→ **Texte**
-------
À Ivry-sur-Seine, sur le chantier de la future unité d’incinération du Syctom — le Syndicat intercommunal de traitement des ordures ménagères, qui regroupe 82 collectivités d’Île-de-France dont la Ville de Paris — un grappin mécanique s’enfonce dans une fosse géante avant de remonter, chargé de plusieurs tonnes de détritus. « Il peut soulever jusqu’à cinq tonnes en un seul mouvement », glisse un technicien. Derrière la vitre, les douze membres de la délégation indienne observent en silence. Ce n’est pas l’odeur — absente grâce à un confinement soigneux — qui impressionne, mais l’ampleur de l’infrastructure. Cette usine de dernière génération doit remplacer une unité vieille de quarante ans, et entrer en service début 2026.
-------
Enregistrements:
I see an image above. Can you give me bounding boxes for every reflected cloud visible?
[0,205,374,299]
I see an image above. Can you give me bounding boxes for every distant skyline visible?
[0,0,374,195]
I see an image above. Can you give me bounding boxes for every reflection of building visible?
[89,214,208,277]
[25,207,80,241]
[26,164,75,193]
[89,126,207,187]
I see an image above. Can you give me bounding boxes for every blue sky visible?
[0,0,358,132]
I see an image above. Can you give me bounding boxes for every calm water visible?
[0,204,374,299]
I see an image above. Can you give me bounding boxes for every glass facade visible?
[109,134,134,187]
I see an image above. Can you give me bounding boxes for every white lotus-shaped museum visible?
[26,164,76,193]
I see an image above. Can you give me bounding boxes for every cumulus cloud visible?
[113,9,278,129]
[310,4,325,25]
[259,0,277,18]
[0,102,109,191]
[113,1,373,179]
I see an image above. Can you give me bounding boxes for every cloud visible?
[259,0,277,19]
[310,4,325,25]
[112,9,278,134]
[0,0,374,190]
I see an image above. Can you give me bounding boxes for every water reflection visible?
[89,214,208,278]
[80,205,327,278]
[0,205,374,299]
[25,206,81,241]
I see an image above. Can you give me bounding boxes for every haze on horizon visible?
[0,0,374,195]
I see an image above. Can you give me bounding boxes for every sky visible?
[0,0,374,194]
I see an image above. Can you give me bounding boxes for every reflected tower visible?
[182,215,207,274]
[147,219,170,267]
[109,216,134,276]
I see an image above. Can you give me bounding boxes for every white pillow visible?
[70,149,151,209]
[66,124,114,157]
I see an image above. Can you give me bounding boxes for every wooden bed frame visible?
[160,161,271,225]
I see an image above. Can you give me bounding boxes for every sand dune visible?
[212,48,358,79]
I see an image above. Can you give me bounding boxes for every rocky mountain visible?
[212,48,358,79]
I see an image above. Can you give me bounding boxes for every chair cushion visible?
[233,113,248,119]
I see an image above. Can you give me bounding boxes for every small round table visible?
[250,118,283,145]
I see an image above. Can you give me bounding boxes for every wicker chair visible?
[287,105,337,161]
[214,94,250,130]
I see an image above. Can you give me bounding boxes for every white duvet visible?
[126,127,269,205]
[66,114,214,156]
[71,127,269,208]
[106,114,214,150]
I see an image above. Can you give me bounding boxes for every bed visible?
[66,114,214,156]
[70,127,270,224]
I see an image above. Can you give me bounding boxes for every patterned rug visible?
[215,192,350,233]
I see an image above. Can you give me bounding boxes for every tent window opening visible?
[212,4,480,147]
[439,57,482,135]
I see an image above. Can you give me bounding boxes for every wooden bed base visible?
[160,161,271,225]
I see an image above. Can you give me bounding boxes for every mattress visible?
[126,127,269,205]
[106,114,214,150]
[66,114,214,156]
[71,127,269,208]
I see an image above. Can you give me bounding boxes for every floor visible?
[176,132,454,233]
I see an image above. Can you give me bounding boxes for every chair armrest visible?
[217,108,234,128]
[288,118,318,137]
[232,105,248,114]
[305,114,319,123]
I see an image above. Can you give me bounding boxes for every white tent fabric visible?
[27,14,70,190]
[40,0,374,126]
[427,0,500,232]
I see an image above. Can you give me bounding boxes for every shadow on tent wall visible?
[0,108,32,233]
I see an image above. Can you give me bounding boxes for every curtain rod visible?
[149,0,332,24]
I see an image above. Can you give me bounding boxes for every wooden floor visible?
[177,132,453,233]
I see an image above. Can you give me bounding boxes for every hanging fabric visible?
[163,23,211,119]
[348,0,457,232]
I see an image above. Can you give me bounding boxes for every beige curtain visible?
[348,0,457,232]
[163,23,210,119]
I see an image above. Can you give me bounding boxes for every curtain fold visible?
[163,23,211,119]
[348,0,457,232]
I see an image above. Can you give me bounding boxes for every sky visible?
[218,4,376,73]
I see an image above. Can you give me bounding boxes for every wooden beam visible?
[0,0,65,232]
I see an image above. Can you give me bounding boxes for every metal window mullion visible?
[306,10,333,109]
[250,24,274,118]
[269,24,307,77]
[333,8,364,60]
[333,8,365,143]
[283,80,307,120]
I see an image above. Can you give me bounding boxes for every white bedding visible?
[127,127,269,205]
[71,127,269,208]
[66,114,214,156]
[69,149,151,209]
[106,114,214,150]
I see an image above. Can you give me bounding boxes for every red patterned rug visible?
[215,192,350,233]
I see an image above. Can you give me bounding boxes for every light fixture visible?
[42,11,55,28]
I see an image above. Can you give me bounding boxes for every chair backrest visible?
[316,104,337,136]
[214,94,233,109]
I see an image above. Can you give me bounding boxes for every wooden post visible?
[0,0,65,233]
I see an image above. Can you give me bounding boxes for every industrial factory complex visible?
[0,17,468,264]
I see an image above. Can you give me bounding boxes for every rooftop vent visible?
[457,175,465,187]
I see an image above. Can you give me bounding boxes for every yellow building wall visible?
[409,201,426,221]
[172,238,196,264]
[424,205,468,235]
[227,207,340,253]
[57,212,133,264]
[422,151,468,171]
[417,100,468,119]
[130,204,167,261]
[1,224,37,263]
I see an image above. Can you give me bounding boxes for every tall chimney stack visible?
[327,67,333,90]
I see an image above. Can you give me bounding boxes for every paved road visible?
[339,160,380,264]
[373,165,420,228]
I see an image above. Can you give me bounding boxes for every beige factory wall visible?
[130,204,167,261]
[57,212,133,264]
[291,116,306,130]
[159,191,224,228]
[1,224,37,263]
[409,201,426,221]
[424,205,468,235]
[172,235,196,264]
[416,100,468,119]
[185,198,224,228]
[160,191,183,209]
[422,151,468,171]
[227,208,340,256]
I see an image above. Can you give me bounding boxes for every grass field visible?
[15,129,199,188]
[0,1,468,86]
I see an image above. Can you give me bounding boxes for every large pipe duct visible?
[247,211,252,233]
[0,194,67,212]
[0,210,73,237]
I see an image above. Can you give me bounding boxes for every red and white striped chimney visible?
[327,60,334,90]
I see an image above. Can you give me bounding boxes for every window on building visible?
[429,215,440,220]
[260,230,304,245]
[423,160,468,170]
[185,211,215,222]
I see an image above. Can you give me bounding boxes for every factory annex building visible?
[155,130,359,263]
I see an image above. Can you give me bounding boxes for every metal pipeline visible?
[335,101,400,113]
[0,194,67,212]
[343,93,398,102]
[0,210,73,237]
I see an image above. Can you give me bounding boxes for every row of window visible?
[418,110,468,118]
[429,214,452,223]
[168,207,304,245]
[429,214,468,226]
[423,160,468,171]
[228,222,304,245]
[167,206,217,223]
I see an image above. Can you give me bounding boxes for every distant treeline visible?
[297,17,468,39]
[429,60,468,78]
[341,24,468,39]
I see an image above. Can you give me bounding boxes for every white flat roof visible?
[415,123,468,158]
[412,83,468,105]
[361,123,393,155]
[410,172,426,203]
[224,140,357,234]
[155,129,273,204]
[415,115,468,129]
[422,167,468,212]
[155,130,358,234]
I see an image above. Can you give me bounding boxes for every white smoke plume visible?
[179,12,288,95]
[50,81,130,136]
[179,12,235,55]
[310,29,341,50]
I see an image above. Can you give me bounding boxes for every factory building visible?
-------
→ **Travail demandé**
[a] Recopiez le passage du texte sur l'usine du Syctom, en commençant à « À Ivry-sur-Seine, sur » et en terminant à « service début 2026. ».
[b] D'après le texte sur l'usine du Syctom, les affirmations suivantes sont-elles exactes ? Répondez par oui ou par non et citez à l'identique les mots du texte qui tranchent : (i) le Syctom regroupe 82 collectivités d'Île-de-France ; (ii) la délégation indienne compte quinze membres ; (iii) la nouvelle usine doit entrer en service début 2025.
[c] Selon le texte sur l'usine du Syctom, quel poids le grappin mécanique peut-il soulever en un seul mouvement ?
La liste n'est d'aucune utilité ici.

→ **Réponses dans l'ordre**
[a]
À Ivry-sur-Seine, sur le chantier de la future unité d’incinération du Syctom — le Syndicat intercommunal de traitement des ordures ménagères, qui regroupe 82 collectivités d’Île-de-France dont la Ville de Paris — un grappin mécanique s’enfonce dans une fosse géante avant de remonter, chargé de plusieurs tonnes de détritus. « Il peut soulever jusqu’à cinq tonnes en un seul mouvement », glisse un technicien. Derrière la vitre, les douze membres de la délégation indienne observent en silence. Ce n’est pas l’odeur — absente grâce à un confinement soigneux — qui impressionne, mais l’ampleur de l’infrastructure. Cette usine de dernière génération doit remplacer une unité vieille de quarante ans, et entrer en service début 2026.

[b]
(i) Oui : « qui regroupe 82 collectivités d’Île-de-France »
(ii) Non : « les douze membres de la délégation indienne »
(iii) Non : « entrer en service début 2026 »

[c] Jusqu'à cinq tonnes.